Extract provided
---
You want to wear your kippah in a grocery store? Great. I don’t want you to be afraid to do so. You shouldn’t need to cover it with a baseball cap as many have done. Or be compelled to remove it since in this country we have the custom or removing hats as a sign of respect.

You want to be able to purchase birth control or have an abortion? I want that for you too, and these laws put both of those at further jeopardy. Birth control and abortions are protected choices under normative Jewish law. There is a fundamental difference in understanding between Judaism and Christianity about when life begins, and so these bills are bad for us if it limits our access to birth control or abortion.

By the end of the week, the organizations I expected to see at the beginning of the week had made statements. The Central Conference of American Rabbis strongly reiterated their position taken in October. http://ccarnet.org/ccar-statement-misusing-religious-freedom-justify-discrimination/?preview The Religious Action Center published this: http://feeds.rac.org/~r/racblog/~3/zGdey3TLkt0/ They have made statements about North Carolina, Georgia and Arkansas as well. Perhaps the most important pressure has come from the business community. As a businesswoman who has had Apple and Salesforce as clients, thank God, for Tim Cook, CEO of Apple who spoke out passionately as a Baptist in a Wall Street Journal editorial. WalMart, Acxion, Yelp, PayPal and Angie’s List have all joined their voices. So has the State of Connecticut and the University of Connecticut Basketball coaches who promised to not travel to Indiana.
---
Work task 1
Retype the passage on religious freedom bills word for word, everything from "You want to wear" down to "sign of respect.".
Work task 2
Extend the passage on religious freedom bills, picking up after its final sentence.
The data that come after this passage play no part in the work.
---
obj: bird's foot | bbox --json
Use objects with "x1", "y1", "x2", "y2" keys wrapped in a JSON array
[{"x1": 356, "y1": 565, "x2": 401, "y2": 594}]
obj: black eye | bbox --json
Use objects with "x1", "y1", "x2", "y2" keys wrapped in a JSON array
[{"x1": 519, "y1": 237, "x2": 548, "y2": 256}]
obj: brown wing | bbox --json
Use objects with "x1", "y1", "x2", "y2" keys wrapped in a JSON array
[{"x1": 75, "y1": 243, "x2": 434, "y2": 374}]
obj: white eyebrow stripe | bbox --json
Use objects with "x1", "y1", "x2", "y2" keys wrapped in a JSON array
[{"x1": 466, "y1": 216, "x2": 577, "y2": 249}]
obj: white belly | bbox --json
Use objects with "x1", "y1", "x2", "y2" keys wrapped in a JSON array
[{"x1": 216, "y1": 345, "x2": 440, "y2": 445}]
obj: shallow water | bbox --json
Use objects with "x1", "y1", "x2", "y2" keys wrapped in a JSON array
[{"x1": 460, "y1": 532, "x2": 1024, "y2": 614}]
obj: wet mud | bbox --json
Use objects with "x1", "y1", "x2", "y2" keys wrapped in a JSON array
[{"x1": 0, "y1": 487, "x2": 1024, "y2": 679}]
---
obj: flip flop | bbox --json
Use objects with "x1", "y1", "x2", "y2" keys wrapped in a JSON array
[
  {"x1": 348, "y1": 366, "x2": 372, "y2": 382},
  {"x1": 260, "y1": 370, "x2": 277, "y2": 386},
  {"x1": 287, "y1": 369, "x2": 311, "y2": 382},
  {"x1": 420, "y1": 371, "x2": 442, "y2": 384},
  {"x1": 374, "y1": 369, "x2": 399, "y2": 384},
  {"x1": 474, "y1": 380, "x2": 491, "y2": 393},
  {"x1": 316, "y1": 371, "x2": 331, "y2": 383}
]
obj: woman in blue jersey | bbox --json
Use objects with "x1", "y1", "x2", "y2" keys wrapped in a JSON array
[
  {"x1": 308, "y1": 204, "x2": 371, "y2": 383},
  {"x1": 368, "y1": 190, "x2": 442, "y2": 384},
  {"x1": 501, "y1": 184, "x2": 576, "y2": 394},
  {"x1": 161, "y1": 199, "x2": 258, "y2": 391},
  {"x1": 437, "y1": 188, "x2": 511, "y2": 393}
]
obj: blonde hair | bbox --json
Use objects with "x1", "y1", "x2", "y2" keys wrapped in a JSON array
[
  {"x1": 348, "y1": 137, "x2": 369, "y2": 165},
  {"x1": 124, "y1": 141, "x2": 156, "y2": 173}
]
---
Written answer 1
You want to wear your kippah in a grocery store? Great. I don’t want you to be afraid to do so. You shouldn’t need to cover it with a baseball cap as many have done. Or be compelled to remove it since in this country we have the custom or removing hats as a sign of respect.

Written answer 2
Perhaps the most powerful words came from Rabbi Josh Heller in Georgia. Speaking at the State House, he said, “I admit I am an unlikely speaker here today. There are others amongst my colleagues standing here who have established themselves as advocates on issues of concern to many joined here today. And I will admit that I have not done so. I was ordained in a denomination within Judaism that is still wrestling with those issues. I serve a congregation that is among the five largest in Georgia, of any denomination, and among those five we are among the most traditional. And yet, I have chosen to come and stand before and with you today, because I see a wrong being contemplated. I see a wrong being contemplated in the name of God, in the name of people of faith, and I cannot be silent and let that wrong come to pass. Not in my name, not in our name, and not in God’s name. I stand here today, knowing that there are voices in our Jewish tradition and our community that debate, sometimes stridently, questions of gender and sexuality, questions that begin in Leviticus – and I’ve read those passages of Leviticus. But I have also read Leviticus 19:18, that says, ‘V’ahavta l’reacha camocha’ – ‘Love your neighbor as yourself.’ And I’ve read Leviticus 25:17: ‘Lo tonu ish et amito’ – ‘Do not oppress your neighbor.’ And I can be no less serious about those verses than any other in the Scripture that I hold dear. And so when I see someone citing Judaism, citing the holy Torah, to exclude people from our larger society, to impede human beings trying to live in dignity, I must say: Not in my name, not in our name, not in God’s name.”

This became his refrain. Not in my name, not in our name, not in God’s name. The full text of his remarks were picked up by Sojourners http://www.sojourngsd.org/blog/heller and AJC.

 

Keshet, the organization dedicated to inclusion of everyone, especially the LGBT community, had a lighthearted approach that made me smile. Passover is best when ALL our peeps are included!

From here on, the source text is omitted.